PROBLEM TO SOLVE:
Reproduce every one of the items below word for word, leaving the pictures out of your reply.

DATASET CONTENT:

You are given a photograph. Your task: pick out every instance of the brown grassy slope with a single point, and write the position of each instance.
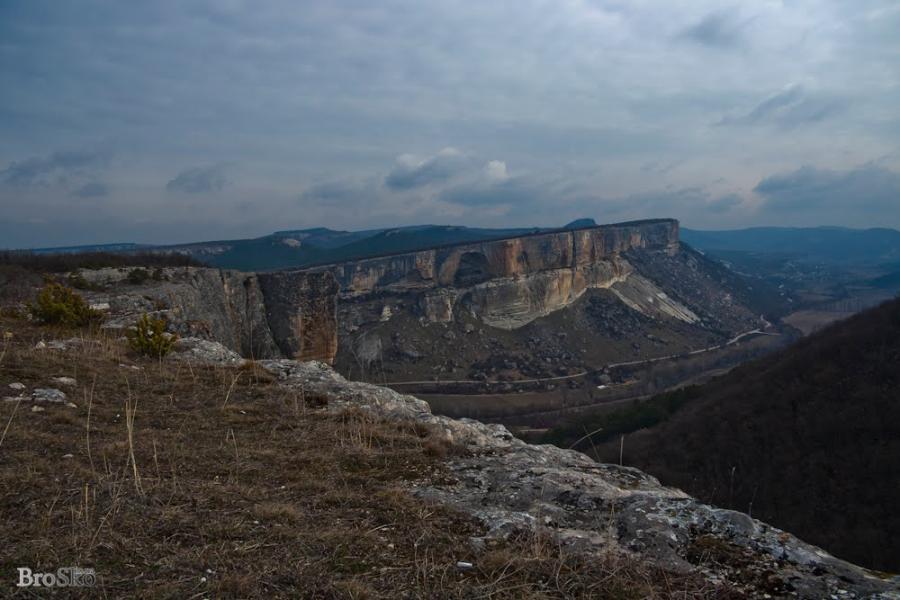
(229, 486)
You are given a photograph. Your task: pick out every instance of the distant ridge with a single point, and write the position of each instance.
(833, 244)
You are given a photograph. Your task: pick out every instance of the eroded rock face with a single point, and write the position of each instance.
(301, 309)
(507, 283)
(268, 315)
(590, 507)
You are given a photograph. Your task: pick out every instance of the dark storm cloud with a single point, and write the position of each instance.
(810, 190)
(718, 29)
(199, 180)
(408, 173)
(56, 168)
(92, 189)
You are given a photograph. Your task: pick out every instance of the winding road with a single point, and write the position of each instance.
(730, 342)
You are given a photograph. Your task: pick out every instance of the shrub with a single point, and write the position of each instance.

RESPONSE FOR THIS EXERCISE:
You are given a photograph. Your task: pick out every instance of the brown grassy slope with a single point, and write the position of each instance.
(229, 486)
You are given a photograph. Your task: pick out every instance of the distant ridge with a single point, and write the position of each instance.
(833, 244)
You are given a photograph. Your task: pick out every instance of the eroded rock face with a single point, and write the position of each instance.
(301, 309)
(507, 283)
(268, 315)
(590, 507)
You are given a photograph. Your task: pick out every instance of the dark storm cloud with a single point, and write the position of each instance.
(810, 190)
(718, 29)
(199, 180)
(408, 173)
(56, 168)
(92, 189)
You are given a photograph. Your task: pick out every instance of the winding road with a single point, and write the position of each instance.
(730, 342)
You are given a photograph. Your task: pick out every instance of the shrub with a single point, and write the position of each instance.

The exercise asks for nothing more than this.